BEGIN

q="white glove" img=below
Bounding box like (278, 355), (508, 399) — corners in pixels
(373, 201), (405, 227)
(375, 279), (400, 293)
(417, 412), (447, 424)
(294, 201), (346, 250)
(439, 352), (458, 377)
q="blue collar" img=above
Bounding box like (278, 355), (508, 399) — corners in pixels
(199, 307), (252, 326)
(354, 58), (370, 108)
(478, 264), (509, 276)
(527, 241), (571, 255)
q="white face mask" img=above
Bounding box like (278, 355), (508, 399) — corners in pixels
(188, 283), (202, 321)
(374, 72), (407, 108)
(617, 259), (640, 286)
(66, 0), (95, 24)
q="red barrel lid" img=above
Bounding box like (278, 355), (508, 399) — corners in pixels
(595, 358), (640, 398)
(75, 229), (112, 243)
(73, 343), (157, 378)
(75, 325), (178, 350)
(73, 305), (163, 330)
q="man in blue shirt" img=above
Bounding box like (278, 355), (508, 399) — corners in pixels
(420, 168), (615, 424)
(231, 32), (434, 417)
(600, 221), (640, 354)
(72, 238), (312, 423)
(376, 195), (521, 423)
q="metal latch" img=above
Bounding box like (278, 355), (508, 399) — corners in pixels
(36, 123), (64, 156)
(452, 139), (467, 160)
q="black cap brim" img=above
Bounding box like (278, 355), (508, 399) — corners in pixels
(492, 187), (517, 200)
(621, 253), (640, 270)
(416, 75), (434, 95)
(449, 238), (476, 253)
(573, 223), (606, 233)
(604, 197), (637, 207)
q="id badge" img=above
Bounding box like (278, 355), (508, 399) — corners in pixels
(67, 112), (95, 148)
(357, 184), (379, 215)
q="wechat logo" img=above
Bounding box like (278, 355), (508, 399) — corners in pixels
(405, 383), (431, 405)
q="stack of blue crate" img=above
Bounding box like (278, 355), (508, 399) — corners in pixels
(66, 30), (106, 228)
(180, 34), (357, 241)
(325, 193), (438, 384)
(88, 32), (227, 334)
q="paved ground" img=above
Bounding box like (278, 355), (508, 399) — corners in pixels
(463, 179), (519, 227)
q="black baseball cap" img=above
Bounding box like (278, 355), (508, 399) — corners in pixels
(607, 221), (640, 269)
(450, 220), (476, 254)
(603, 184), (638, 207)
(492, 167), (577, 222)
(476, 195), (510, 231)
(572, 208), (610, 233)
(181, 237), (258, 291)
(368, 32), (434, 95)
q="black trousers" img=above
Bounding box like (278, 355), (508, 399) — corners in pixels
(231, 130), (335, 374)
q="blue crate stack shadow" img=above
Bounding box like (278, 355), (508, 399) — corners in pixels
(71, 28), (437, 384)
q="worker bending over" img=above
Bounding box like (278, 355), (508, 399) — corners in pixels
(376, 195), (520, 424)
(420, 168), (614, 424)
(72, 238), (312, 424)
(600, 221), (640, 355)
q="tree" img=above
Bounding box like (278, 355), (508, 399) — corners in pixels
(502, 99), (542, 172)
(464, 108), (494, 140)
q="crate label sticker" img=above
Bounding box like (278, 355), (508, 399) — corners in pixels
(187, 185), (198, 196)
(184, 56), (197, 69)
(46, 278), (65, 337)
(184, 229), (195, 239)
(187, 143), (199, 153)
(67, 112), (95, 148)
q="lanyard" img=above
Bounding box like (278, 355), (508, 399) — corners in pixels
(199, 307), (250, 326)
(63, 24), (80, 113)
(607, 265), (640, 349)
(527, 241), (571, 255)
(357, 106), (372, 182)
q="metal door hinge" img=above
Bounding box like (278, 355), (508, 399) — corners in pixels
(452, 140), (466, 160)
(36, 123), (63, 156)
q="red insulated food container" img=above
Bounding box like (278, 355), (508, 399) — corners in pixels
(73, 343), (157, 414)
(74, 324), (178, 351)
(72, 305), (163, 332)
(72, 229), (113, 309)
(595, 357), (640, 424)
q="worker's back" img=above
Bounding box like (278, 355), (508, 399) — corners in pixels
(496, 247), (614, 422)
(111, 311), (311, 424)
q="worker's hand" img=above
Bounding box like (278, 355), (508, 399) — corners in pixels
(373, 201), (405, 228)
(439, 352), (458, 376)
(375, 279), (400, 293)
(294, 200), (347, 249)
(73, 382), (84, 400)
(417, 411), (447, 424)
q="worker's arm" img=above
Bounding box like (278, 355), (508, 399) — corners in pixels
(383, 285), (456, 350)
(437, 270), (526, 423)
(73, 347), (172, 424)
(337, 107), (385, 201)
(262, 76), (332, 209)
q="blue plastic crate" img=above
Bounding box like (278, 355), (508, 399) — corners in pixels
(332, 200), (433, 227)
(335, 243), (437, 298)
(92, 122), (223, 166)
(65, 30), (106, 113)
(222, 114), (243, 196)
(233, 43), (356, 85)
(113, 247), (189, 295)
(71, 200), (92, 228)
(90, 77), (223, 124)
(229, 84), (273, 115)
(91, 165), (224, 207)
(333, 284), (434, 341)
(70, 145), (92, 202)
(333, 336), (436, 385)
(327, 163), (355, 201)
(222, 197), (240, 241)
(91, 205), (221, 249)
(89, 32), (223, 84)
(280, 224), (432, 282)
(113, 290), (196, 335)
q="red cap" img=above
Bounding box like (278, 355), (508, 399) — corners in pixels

END

## Description of the task
For the string "blue", filter the data and copy out each line where it occurs.

## Task answer
q="blue collar" img=above
q="man in blue shirt" img=above
q="stack of blue crate" img=above
q="blue crate stack shadow" img=above
q="blue plastic crate" img=above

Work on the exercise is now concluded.